So long as no pictures are carried over, output the records below exactly.

Data section:
════

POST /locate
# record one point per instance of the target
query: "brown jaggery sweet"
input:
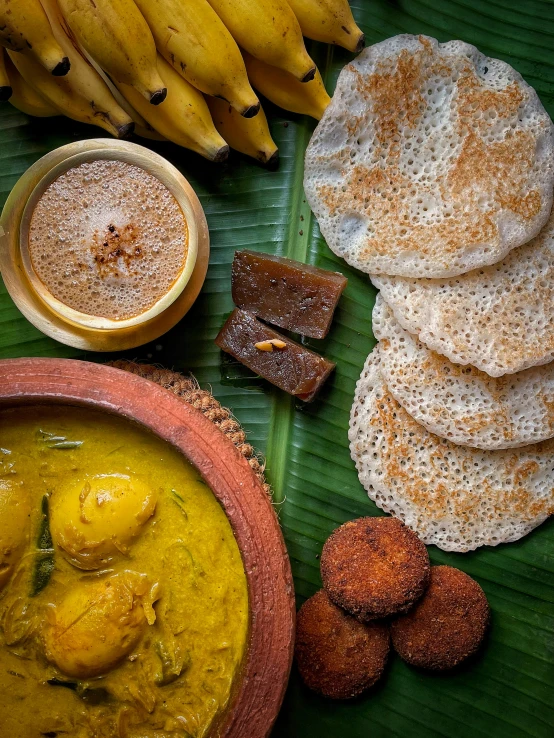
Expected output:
(287, 293)
(336, 655)
(292, 367)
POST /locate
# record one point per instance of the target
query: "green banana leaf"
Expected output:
(507, 691)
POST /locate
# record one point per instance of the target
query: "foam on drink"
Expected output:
(108, 239)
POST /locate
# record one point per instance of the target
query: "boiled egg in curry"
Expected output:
(123, 598)
(95, 519)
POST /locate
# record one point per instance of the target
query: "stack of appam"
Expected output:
(433, 171)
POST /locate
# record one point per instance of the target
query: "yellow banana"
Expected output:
(284, 90)
(84, 98)
(250, 136)
(268, 30)
(183, 117)
(5, 85)
(24, 27)
(330, 21)
(191, 37)
(116, 35)
(26, 99)
(82, 94)
(142, 127)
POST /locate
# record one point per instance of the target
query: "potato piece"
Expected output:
(95, 520)
(96, 625)
(15, 511)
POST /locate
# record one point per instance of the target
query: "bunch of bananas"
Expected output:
(180, 70)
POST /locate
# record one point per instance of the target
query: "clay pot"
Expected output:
(260, 689)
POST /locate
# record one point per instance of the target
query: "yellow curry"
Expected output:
(123, 599)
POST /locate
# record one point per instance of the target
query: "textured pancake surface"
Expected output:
(461, 403)
(499, 319)
(374, 567)
(447, 625)
(338, 656)
(430, 161)
(455, 497)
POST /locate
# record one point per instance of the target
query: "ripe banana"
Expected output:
(115, 33)
(85, 99)
(183, 117)
(249, 136)
(142, 127)
(26, 99)
(24, 27)
(82, 94)
(330, 21)
(268, 30)
(191, 37)
(284, 90)
(5, 85)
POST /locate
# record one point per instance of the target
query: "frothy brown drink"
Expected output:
(108, 239)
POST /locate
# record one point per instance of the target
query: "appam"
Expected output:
(499, 319)
(455, 497)
(431, 160)
(461, 403)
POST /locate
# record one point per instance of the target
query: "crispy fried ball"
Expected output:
(338, 656)
(374, 567)
(447, 625)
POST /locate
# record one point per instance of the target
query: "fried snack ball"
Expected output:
(447, 625)
(15, 512)
(338, 656)
(374, 567)
(95, 520)
(96, 625)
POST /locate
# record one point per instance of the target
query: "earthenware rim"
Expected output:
(34, 308)
(267, 665)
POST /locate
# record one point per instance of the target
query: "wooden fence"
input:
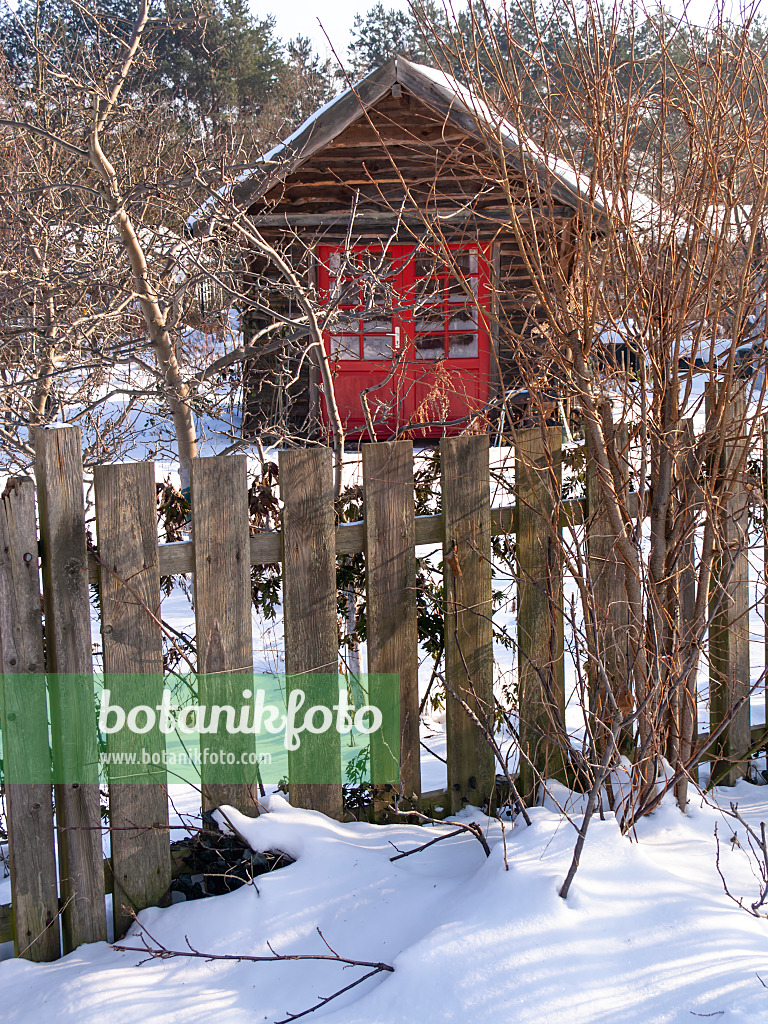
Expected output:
(128, 570)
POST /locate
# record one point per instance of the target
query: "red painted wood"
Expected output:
(429, 352)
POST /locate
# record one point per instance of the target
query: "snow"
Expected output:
(451, 89)
(646, 935)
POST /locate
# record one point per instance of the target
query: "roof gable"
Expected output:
(443, 95)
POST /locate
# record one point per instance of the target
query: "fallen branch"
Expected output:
(157, 950)
(471, 827)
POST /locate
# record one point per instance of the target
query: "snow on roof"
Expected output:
(458, 96)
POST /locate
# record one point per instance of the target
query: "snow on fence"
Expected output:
(57, 869)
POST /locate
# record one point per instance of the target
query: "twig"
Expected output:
(157, 950)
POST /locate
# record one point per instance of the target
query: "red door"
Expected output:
(408, 337)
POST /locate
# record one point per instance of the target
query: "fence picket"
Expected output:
(469, 635)
(540, 624)
(222, 613)
(58, 468)
(126, 520)
(25, 725)
(309, 607)
(390, 587)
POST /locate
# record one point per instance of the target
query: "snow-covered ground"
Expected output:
(646, 935)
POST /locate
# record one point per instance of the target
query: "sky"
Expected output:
(303, 16)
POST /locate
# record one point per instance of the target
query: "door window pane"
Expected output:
(377, 346)
(345, 346)
(462, 346)
(430, 346)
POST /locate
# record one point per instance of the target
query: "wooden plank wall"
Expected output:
(25, 729)
(58, 468)
(132, 644)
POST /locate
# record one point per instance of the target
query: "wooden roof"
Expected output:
(449, 111)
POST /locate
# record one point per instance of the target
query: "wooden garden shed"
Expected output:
(397, 196)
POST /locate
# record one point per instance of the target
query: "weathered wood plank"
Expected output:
(469, 639)
(266, 548)
(222, 615)
(126, 521)
(310, 628)
(390, 583)
(25, 729)
(729, 599)
(58, 469)
(540, 624)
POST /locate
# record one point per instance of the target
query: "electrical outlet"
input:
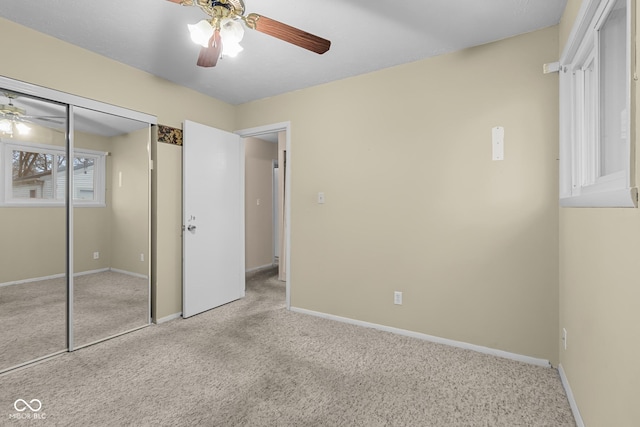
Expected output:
(397, 298)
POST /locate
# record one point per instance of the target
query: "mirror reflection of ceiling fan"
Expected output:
(14, 119)
(222, 33)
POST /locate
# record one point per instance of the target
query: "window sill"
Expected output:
(623, 198)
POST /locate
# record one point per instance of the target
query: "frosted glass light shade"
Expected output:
(201, 33)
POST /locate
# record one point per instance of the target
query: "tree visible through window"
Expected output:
(39, 173)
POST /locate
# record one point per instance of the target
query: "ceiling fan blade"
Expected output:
(288, 33)
(209, 55)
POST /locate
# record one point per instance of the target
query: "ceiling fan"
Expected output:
(221, 35)
(15, 119)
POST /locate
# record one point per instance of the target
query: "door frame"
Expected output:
(286, 128)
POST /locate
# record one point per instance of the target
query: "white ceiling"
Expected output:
(366, 35)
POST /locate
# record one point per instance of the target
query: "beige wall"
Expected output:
(599, 296)
(259, 157)
(37, 235)
(414, 202)
(130, 202)
(74, 70)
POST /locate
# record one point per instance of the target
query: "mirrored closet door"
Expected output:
(110, 226)
(33, 230)
(74, 222)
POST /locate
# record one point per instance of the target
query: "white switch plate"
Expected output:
(497, 134)
(397, 298)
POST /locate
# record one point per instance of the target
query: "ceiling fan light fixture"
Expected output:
(6, 127)
(231, 33)
(201, 32)
(231, 49)
(22, 128)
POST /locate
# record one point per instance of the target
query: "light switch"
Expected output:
(497, 134)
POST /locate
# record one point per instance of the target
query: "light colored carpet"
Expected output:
(33, 315)
(252, 363)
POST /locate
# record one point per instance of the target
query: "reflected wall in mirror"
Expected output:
(111, 226)
(33, 286)
(107, 168)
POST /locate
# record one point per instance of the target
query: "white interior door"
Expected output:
(213, 218)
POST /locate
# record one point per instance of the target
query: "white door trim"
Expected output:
(272, 128)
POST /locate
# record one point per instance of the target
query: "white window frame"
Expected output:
(580, 182)
(7, 146)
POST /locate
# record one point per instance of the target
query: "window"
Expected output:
(595, 161)
(36, 175)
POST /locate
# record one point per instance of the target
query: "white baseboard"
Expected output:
(86, 273)
(129, 273)
(169, 317)
(262, 267)
(34, 279)
(572, 400)
(486, 350)
(81, 273)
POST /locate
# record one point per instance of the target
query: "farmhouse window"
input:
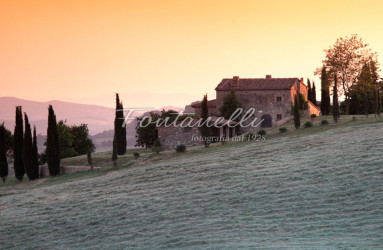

════

Task solution:
POST /locate
# record one point per instance of the target
query: "brown jaggery sweet"
input:
Expected output:
(287, 293)
(336, 655)
(292, 367)
POST /locate
# record one point per instance of the target
query: "green banana leaf"
Expected output:
(507, 691)
POST /locate
# record one point per instance of the target
query: "foam on drink"
Expected output:
(108, 239)
POST /locate
# record one point per instance of the target
query: "boiled egg in curry"
Expected output:
(123, 598)
(95, 519)
POST /locate
# record one point per instance of the target
query: "stack of appam"
Expected output:
(433, 171)
POST /locate
# record one point per instance of the target
query: "yellow banana"
Expected output:
(284, 90)
(84, 98)
(250, 136)
(268, 30)
(183, 117)
(5, 85)
(24, 27)
(330, 21)
(191, 37)
(116, 35)
(26, 99)
(82, 94)
(142, 127)
POST /locate
# record one point per instance of the target
query: "potato piece"
Expected output:
(95, 520)
(96, 625)
(15, 511)
POST /locate
# record one point per instance of the target
query: "bunch of bananas"
Expected output:
(180, 70)
POST /locate
# record one point per instance of the target
query: "clay pot"
Expected output:
(260, 689)
POST /locate
# record one point per instance of the target
query: "yellow curry"
Expected output:
(123, 599)
POST /locate
# record one point per instance of the target
query: "textured pancake surface"
Expected output:
(461, 403)
(499, 319)
(374, 567)
(447, 625)
(338, 656)
(430, 161)
(455, 497)
POST /locate
# record one point per instance of the target
query: "ripe banana"
Expected output:
(115, 33)
(85, 99)
(183, 117)
(249, 136)
(142, 127)
(26, 99)
(24, 27)
(82, 94)
(330, 21)
(268, 30)
(191, 37)
(284, 90)
(5, 85)
POST /locate
# record one point per instance of the target
query: "frothy brown drink"
Expected output:
(108, 239)
POST /locate
# record one point per instance of the target
query: "appam"
Expected output:
(499, 319)
(455, 497)
(431, 160)
(461, 403)
POST /locate
# record one point per instance of the target
query: "crispy fried ball"
Expected output:
(338, 656)
(374, 567)
(447, 625)
POST /locate
# record one point per instance of the target
query: "fried snack ball"
Expected output:
(447, 625)
(15, 512)
(338, 656)
(374, 567)
(95, 520)
(96, 625)
POST /locate
# record one point per instance of the target
query: "earthenware rim"
Expected output:
(34, 308)
(267, 665)
POST /locate
# record one point per instance of the target
query: "wooden fence"
input:
Expected output:
(128, 570)
POST /locate
# record one point per instance of the target
query: "red painted wood"
Expected output:
(429, 352)
POST /locate
# record one point per instance of the target
query: "snow"
Expected output:
(451, 89)
(646, 935)
POST /locate
# record one point per instance of the target
query: "roof gable"
Expected output:
(443, 95)
POST /locate
# record one point per instance of the target
query: "fallen branch"
Expected output:
(157, 950)
(471, 827)
POST /locate
# record one point per instance of the target
query: "snow on roof"
Expected output:
(458, 96)
POST /locate
# record one point per instance of the target
query: "snow on fence"
Expected output:
(57, 869)
POST /locate
# record one point per instance of the target
query: "twig"
Expected output:
(157, 950)
POST /locate
# record one point per instance of the target
query: "red door"
Expected output:
(408, 337)
POST /locate
# record one point per instance of the target
query: "fence picket"
Expected output:
(469, 635)
(540, 624)
(222, 613)
(58, 468)
(126, 520)
(25, 725)
(309, 607)
(390, 587)
POST /locate
# record one point per instance of the target
query: "snow-covered ground"
Expected output:
(646, 935)
POST /locate
# record one point per instance of the target
query: "sky"
Expected output:
(303, 16)
POST /locate
# record one point per instance of the target
query: "door window pane"
Expected output:
(377, 346)
(345, 346)
(462, 346)
(430, 346)
POST /locate
# record one point per instance of the target
query: "wooden plank wall"
Expected output:
(25, 729)
(58, 468)
(132, 644)
POST /locate
# record one point per instance of the target
query: "wooden roof"
Expected output:
(449, 111)
POST /locate
# record one point per instance of the target
query: "wooden garden shed"
Expected output:
(397, 196)
POST /locate
# record one point per instance of the target
query: "weathered wood plank"
Expected output:
(469, 639)
(266, 548)
(222, 615)
(126, 521)
(310, 628)
(390, 583)
(25, 729)
(729, 599)
(58, 469)
(540, 624)
POST /locate
# record one point per instance of the target
query: "electrical outlet"
input:
Expected output:
(397, 298)
POST /locate
# record one point per instance of the target
query: "mirror reflection of ceiling fan"
Expected output:
(14, 119)
(222, 33)
POST /locate
# record one point per instance of the target
query: "window sill"
Expected output:
(623, 198)
POST /locate
# record one point per instance of the target
query: "frosted glass light shade"
Expected output:
(201, 33)
POST /locate
# record one point per instance of the target
query: "tree visible through window"
Expected output:
(39, 173)
POST /locate
# record one point per instance of the target
query: "ceiling fan blade"
Expected output:
(288, 33)
(209, 55)
POST /locate
# record one point per instance of the target
query: "ceiling fan"
Expected output:
(221, 35)
(15, 119)
POST /locate
# record one point per instance of the target
query: "door frame"
Expected output:
(286, 128)
POST /locate
# record one point per instance of the target
query: "white ceiling"
Expected output:
(366, 35)
POST /locate
# record one point per instance of the target
query: "beige wall"
Expected output:
(599, 296)
(259, 157)
(37, 235)
(414, 202)
(130, 202)
(74, 70)
POST /locate
# record one point per instance of the target
query: "mirrored closet door"
Expected output:
(110, 226)
(33, 230)
(74, 222)
POST /locate
# record one point per instance of the target
query: "white switch plate"
Expected output:
(497, 134)
(397, 298)
POST /locate
# record one point per instance of the target
query: "ceiling fan light fixture"
Expected output:
(6, 127)
(231, 33)
(201, 32)
(231, 49)
(22, 128)
POST /locate
# record one point per instance of the target
query: "light switch"
Expected output:
(497, 134)
POST /locate
# record one point per instance of the target
query: "light colored carpet"
Expected output:
(33, 315)
(252, 363)
POST /locate
# record one point per instance of the target
query: "reflected wall in mirror"
Expected output:
(111, 226)
(33, 286)
(107, 168)
POST /locate
# record one point per instance of the target
query: "white interior door"
Expected output:
(213, 218)
POST /locate
# record one point per instance of the target
query: "white door trim"
Expected output:
(272, 128)
POST /locate
# record one point per instance of the target
query: "white window frame"
Expected output:
(580, 182)
(7, 146)
POST /locate
# record one point per instance of the target
query: "window"
Expected output:
(595, 161)
(36, 175)
POST /locate
# record one point per instance of the target
query: "white baseboard"
Expected output:
(86, 273)
(129, 273)
(169, 317)
(262, 267)
(34, 279)
(572, 400)
(486, 350)
(81, 273)
POST /locate
# record one point per instance of the target
query: "farmhouse window"
input:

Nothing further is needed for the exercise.